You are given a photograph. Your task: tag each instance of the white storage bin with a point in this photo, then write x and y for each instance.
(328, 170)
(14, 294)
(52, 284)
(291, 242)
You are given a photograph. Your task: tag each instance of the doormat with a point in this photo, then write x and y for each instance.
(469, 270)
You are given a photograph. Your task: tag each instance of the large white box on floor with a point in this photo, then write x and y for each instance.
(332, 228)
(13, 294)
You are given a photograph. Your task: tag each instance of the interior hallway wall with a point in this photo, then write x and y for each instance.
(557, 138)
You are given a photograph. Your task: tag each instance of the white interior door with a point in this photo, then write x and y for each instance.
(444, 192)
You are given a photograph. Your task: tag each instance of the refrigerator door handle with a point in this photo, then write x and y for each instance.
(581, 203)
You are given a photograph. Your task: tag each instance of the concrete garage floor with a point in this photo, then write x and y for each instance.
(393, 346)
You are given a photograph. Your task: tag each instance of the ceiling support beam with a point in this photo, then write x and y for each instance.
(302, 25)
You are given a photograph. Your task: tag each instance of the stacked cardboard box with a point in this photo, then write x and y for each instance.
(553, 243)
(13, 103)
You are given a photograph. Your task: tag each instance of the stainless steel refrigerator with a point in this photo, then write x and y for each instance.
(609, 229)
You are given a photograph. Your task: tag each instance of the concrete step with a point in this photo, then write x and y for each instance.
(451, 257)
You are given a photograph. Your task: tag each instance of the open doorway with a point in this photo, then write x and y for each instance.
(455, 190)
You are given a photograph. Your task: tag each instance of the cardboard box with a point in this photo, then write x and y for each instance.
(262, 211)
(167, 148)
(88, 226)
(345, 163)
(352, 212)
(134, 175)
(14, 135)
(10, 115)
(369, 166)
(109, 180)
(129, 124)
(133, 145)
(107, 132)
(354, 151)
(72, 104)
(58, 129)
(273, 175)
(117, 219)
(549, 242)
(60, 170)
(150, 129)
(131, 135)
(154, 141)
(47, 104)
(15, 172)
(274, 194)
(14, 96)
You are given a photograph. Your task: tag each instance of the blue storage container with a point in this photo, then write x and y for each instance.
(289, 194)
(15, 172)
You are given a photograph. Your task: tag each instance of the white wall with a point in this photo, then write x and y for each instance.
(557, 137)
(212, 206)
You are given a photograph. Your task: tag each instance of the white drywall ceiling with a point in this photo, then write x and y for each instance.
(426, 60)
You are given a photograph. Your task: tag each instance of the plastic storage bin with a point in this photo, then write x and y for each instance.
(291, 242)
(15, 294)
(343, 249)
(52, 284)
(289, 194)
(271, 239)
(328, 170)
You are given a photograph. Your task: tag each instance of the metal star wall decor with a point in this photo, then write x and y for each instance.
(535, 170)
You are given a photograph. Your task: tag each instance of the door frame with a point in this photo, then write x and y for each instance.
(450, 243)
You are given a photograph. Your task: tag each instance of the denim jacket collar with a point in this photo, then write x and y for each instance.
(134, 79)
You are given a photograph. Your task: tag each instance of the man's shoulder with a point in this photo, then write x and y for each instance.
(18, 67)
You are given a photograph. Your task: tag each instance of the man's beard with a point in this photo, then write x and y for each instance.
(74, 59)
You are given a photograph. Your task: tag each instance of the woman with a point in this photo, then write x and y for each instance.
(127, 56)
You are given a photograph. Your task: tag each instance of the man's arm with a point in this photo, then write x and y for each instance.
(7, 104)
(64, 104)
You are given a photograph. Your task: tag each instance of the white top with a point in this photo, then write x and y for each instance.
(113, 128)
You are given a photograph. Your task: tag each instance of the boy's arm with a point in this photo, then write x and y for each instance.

◇ ◇ ◇ ◇ ◇ ◇ ◇

* Work instructions *
Retype all the material exactly as shown.

* Your solution *
You are given a photograph. Your task: tag each instance of the white storage bin with a point in this photo, then write x and y for each instance.
(328, 170)
(14, 294)
(52, 284)
(291, 242)
You are given a photograph. Your task: tag each instance of the doormat with a point in this photo, then write x and y for each instance.
(469, 270)
You are given a photograph. Your task: tag each instance of the large white box on floor with a point in this photo, then write x and y for each instance.
(332, 228)
(13, 294)
You are given a photograph. Your task: tag each instance of the interior hallway wall with a point in this photo, then write x and y for each instance.
(557, 138)
You are given a photograph. Your task: tag each instance of the white interior door with a point in this photo, then write x and y for each instance.
(444, 192)
You are given a photograph. Your task: tag each instance of the refrigerator door handle with a point in this photo, then write x and y for each instance.
(581, 203)
You are given a photograph. Your task: tag each instance of the concrete garage floor with a point in this photo, then write x and y for each instance.
(393, 346)
You are given a photograph. Your task: tag each instance of the ceiling support beam with a point in this photo, then write x and y for each instance.
(302, 25)
You are given a photograph. Your task: tag each instance of the stacked cardboard box with a point in this photo, then write x and y for each instance.
(553, 243)
(13, 103)
You are given a photograph. Your task: tag each instance of the stainless steel refrigerator with a point in this photo, then write x and y for each instance.
(609, 229)
You are given a photograph. Your task: tag each instance of the concrete step with a point in this photo, then write x and y for each instance.
(451, 257)
You are given a photograph. Your task: tag each instance of the open doorway with a point in this photo, then write x and y for each instance.
(455, 190)
You are given a photograph. Your task: tag each instance of the cardboard box with a point in this photo, then write x and y for each instance.
(262, 211)
(167, 148)
(88, 226)
(345, 163)
(352, 212)
(134, 175)
(14, 135)
(10, 115)
(369, 166)
(109, 180)
(129, 124)
(133, 145)
(107, 132)
(354, 151)
(72, 104)
(58, 129)
(273, 175)
(117, 219)
(549, 242)
(60, 170)
(150, 129)
(131, 135)
(154, 141)
(47, 104)
(15, 172)
(274, 194)
(14, 96)
You are given a photograph. Your task: tag each instance of the blue storage container with a point in this photo, then write x and y for each instance.
(289, 194)
(15, 172)
You are given a photograph. Your task: tag each instance of the white wall with a point in this photo, then write x and y for each instance.
(557, 137)
(212, 206)
You are given a photograph. Your task: tag each instance of the white drywall ceiling with a point in this photo, then write x and y for each instance.
(426, 60)
You are given a photograph. Your task: tag each instance of the plastic storage bin with a point in this photo, then write x and y for each instance.
(291, 242)
(15, 294)
(343, 249)
(52, 284)
(289, 194)
(271, 239)
(328, 170)
You are given a photograph. Your task: tag each instance of the metal star wall decor with a point in this photo, then write x and y for each instance.
(535, 170)
You are given a photograph. Your task: tag each instance of the door frame with a point in this photo, then write x and y for each instance.
(450, 243)
You are given a photograph. Your task: tag each instance of the denim jacket collar with a point in this photo, then write x and y for each instance.
(134, 79)
You are given a photograph. Your task: tag each instance of the man's shoulder with a point in this photo, then write x and y for each instance.
(18, 67)
You are given a photograph. Your task: tag each instance of the man's beard with a point in this photo, then write x and y for each instance.
(74, 59)
You are given a photograph. Your task: tag each instance of the woman with a point in this photo, then write x and y for each instance.
(127, 56)
You are given a photograph. Your task: tag each instance of the man's arm with a point in this photo, then write x and y for each instance.
(7, 104)
(64, 104)
You are given a photograph. Your task: tag each instance of the white top with a point in this photo, then write x and y for each instance.
(113, 128)
You are given a photograph. Your task: tag each instance of the boy's arm with a point in this photo, then write x and y for each instance.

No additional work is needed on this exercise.